- _Exercise prompt_
In the entries below, every line that contains "rocky" must be located and copied.
*** Opening Provided records ***
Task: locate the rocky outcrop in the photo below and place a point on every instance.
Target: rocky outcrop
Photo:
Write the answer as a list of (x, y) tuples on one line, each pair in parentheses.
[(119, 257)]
*** Closing Provided records ***
- _Solution to this exercise_
Task: locate the rocky outcrop in the photo below and place a point on every instance.
Target: rocky outcrop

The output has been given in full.